» Selected text
####

# Speech without palm cards



## fezzesarecool (Jun 11, 2014)

I'm really nervous, on Wednesday I have to do a speech with no palm cards at uni. It is a group speech with a powerpoint and I only have to speak for 2.5 minutes but I just don't know how I'm going to do it. I thought I was starting to get a little bit better at speeches but this is another whole story. I'm worried my mind will just go blank and I won't know what to say. Does anyone have any advice?


----------



## RubixQ (Jul 29, 2014)

I've only had the one presentation which was with my tutor only so I can't imagine what a group must be like.

It may seem obvious but I think the best thing you can do is practice, practice, practice what your going to say. That way even though you'll be in a group you'll have rehearsed and be confident with what your going to say (even if you don't feel like it). Don't let the fact your're in a group unnerve you and remember that the Powerpoint is like your palm cards and there to help you if you need it. 

You'll do great 

Best of luck!


----------



## Miranda The Panda (Apr 5, 2015)

All you can do is be prepared. Know your topic like the back of your hand. Even if you forget what you were supposed to say - if you know it then you will be able to talk about it for 2.5 minutes. If you blank you will have a PowerPoint to bring you back to the topic. 

That is the only thing that got me through my speech class. I studied so hard that I was almost a specialist on the topics. Exercise that morning to alleviate jitters and such and drink room temperature water before.


----------



## jfetch25 (Dec 16, 2014)

Just practice and remember everyone is nervous too so your not alone!!


----------

####

» Record list
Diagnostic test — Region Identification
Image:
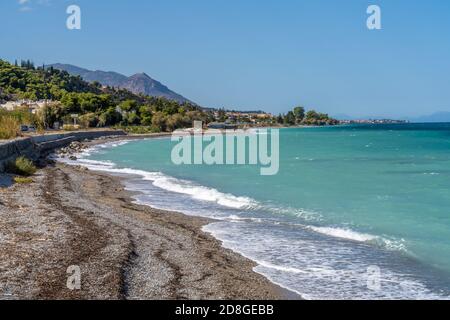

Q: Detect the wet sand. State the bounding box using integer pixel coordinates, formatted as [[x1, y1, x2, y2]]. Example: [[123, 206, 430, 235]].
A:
[[0, 161, 300, 300]]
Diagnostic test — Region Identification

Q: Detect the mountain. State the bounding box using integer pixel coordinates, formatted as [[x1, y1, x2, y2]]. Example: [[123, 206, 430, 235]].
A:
[[48, 63, 191, 103]]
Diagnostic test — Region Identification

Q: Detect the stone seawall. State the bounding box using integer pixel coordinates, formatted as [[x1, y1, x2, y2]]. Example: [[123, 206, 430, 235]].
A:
[[0, 130, 126, 172]]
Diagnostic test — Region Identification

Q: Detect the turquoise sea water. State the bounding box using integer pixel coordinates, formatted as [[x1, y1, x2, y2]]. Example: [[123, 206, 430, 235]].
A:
[[67, 124, 450, 299]]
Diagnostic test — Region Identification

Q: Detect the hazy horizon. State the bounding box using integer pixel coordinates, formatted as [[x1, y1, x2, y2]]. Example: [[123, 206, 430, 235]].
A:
[[0, 0, 450, 118]]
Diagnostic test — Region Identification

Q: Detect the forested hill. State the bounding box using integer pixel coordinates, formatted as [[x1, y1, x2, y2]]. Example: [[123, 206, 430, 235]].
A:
[[0, 60, 210, 131], [49, 63, 190, 103]]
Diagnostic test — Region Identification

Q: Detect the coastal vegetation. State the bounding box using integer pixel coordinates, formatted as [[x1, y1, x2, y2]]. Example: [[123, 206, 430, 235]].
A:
[[277, 106, 339, 126], [0, 110, 19, 139], [0, 60, 212, 132], [0, 60, 338, 135]]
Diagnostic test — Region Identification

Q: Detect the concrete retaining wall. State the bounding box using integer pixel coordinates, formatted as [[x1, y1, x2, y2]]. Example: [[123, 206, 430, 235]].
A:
[[0, 130, 126, 172]]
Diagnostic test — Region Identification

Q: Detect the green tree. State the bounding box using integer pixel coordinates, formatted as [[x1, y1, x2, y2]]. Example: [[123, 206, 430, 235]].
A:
[[293, 107, 305, 123]]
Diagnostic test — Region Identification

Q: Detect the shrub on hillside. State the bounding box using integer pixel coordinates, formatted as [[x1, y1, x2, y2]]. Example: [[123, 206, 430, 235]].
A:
[[0, 115, 19, 139]]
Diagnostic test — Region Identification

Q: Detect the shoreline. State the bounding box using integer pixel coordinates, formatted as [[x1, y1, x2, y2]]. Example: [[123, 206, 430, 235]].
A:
[[0, 135, 302, 300]]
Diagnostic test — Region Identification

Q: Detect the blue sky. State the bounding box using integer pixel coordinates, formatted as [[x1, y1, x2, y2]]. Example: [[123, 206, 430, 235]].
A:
[[0, 0, 450, 117]]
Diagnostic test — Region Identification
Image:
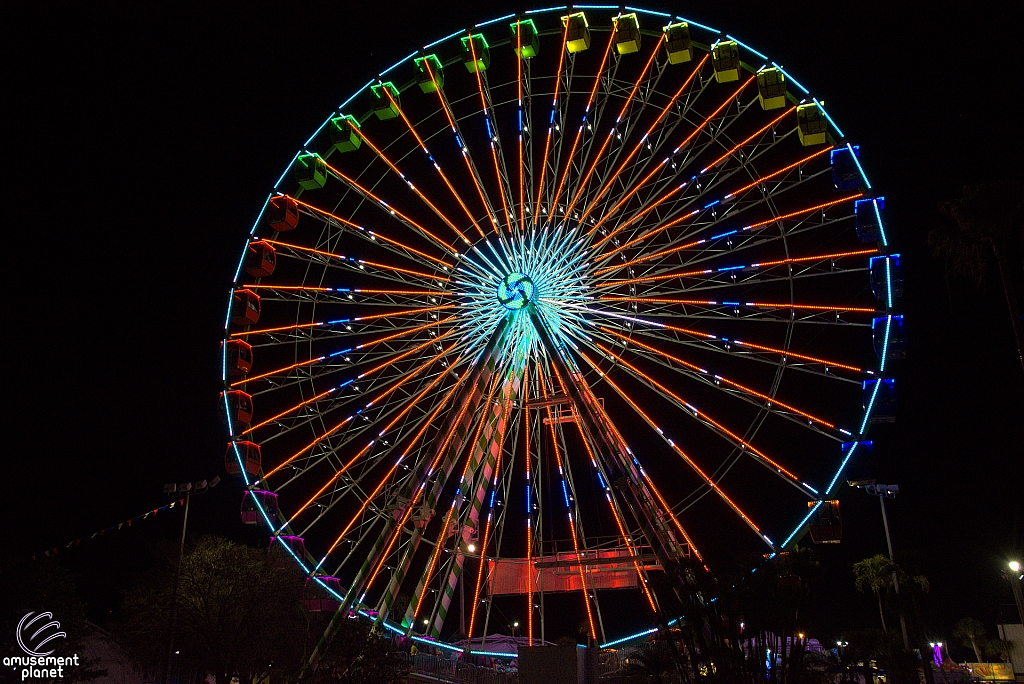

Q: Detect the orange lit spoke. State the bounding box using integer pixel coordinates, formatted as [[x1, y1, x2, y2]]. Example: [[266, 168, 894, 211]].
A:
[[352, 122, 475, 243], [597, 343, 800, 483], [551, 31, 615, 216], [468, 34, 512, 234], [284, 195, 455, 268], [263, 329, 457, 479], [582, 354, 764, 538], [530, 22, 569, 224], [580, 55, 720, 227], [410, 382, 499, 629], [591, 108, 794, 251], [324, 162, 458, 256], [284, 335, 468, 521], [541, 362, 597, 639], [423, 59, 496, 238], [466, 385, 520, 639], [594, 249, 878, 288], [566, 40, 679, 224], [375, 89, 483, 244], [600, 326, 836, 428], [555, 373, 655, 612], [325, 370, 469, 558]]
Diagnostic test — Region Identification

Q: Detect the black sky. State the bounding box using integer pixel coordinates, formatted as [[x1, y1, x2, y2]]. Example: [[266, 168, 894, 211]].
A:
[[0, 0, 1024, 651]]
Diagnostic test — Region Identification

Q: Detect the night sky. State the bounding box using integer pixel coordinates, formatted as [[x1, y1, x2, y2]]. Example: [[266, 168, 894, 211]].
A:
[[8, 0, 1024, 651]]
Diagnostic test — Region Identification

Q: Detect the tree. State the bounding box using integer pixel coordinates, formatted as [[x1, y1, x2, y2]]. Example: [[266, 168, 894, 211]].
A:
[[853, 554, 893, 632], [853, 554, 930, 632], [118, 537, 307, 684], [312, 619, 408, 684], [928, 180, 1024, 376], [953, 617, 988, 662]]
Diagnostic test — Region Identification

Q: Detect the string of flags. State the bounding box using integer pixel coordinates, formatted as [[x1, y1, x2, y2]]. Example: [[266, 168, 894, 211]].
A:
[[32, 499, 185, 560]]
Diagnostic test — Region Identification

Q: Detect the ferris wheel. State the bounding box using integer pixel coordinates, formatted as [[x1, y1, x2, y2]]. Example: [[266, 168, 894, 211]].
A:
[[221, 7, 905, 655]]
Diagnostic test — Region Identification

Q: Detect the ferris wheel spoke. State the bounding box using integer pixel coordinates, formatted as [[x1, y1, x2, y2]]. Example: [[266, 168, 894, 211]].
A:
[[221, 7, 903, 651], [319, 357, 469, 572], [231, 316, 455, 396], [263, 333, 456, 479], [594, 242, 879, 293], [423, 59, 498, 237], [596, 344, 823, 499], [534, 22, 574, 227], [352, 115, 482, 244], [594, 192, 851, 277], [549, 31, 615, 216], [403, 368, 507, 630], [325, 157, 469, 257], [464, 376, 514, 639], [591, 102, 790, 246], [593, 141, 828, 262], [261, 240, 451, 287], [537, 364, 597, 639], [274, 356, 485, 522], [466, 33, 512, 234], [230, 303, 459, 352], [512, 20, 532, 232], [285, 195, 454, 271], [608, 326, 874, 385], [284, 374, 471, 548], [602, 328, 842, 440], [569, 35, 675, 223], [594, 169, 843, 275], [584, 60, 753, 227], [549, 366, 663, 610], [581, 353, 775, 551]]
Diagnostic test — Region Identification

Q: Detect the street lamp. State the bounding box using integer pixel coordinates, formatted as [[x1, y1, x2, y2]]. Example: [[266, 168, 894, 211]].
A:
[[164, 476, 220, 684], [1002, 560, 1024, 623]]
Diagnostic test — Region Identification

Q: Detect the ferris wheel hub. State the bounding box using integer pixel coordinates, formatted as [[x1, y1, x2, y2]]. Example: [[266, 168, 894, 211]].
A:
[[498, 273, 537, 311]]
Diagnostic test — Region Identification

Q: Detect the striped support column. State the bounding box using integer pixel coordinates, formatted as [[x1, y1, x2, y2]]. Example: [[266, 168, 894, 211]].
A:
[[399, 339, 512, 631], [377, 378, 493, 627], [430, 368, 522, 638], [299, 319, 509, 679]]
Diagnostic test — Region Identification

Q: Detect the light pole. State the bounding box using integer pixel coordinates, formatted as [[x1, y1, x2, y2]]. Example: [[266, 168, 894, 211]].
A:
[[1002, 560, 1024, 624], [164, 476, 220, 684], [864, 484, 910, 650]]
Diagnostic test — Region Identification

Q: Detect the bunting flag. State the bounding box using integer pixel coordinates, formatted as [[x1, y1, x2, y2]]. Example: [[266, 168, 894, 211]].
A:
[[32, 499, 185, 560]]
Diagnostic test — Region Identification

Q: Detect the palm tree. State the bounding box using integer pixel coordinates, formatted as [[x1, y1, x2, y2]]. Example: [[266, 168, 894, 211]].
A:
[[953, 617, 988, 662], [853, 554, 894, 632], [853, 554, 930, 632], [928, 180, 1024, 368]]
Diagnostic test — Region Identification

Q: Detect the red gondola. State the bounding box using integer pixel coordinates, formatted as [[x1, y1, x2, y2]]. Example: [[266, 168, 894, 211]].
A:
[[217, 389, 253, 425], [224, 441, 260, 475], [220, 340, 253, 377], [266, 197, 299, 232], [231, 290, 259, 326], [236, 489, 278, 525], [246, 242, 278, 277]]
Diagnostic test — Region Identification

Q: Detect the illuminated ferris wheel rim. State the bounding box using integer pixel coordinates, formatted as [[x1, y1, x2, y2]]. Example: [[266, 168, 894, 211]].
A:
[[224, 7, 892, 651]]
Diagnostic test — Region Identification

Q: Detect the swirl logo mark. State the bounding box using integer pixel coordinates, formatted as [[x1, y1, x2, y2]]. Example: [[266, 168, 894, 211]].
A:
[[498, 273, 534, 310], [15, 611, 68, 656]]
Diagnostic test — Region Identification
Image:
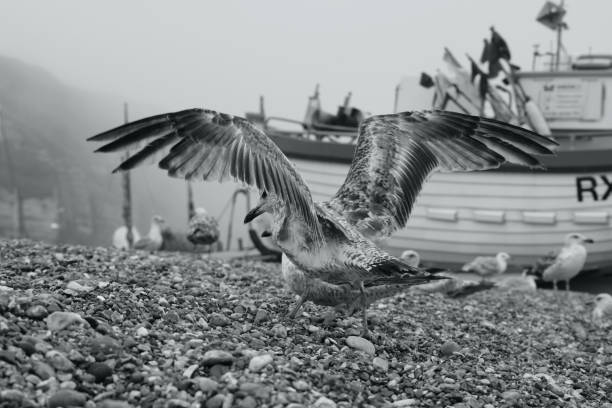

####

» Jobs
**A)** Do these statements agree with the palm-cards thread? (i) The original poster has to speak for 2.5 minutes. (ii) RubixQ had already given a presentation in front of a group. (iii) Miranda The Panda advises drinking cold water before the speech. For each, answer yes or no and quote the deciding words.
**B)** Can you reproduce the stretch of the palm-cards thread from "## RubixQ (Jul" through "you need it."?

» Answer list
**A)**
(i) Yes: "I only have to speak for 2.5 minutes"
(ii) No: "I've only had the one presentation which was with my tutor only"
(iii) No: "drink room temperature water before"

**B)**
## RubixQ (Jul 29, 2014)

I've only had the one presentation which was with my tutor only so I can't imagine what a group must be like.

It may seem obvious but I think the best thing you can do is practice, practice, practice what your going to say. That way even though you'll be in a group you'll have rehearsed and be confident with what your going to say (even if you don't feel like it). Don't let the fact your're in a group unnerve you and remember that the Powerpoint is like your palm cards and there to help you if you need it.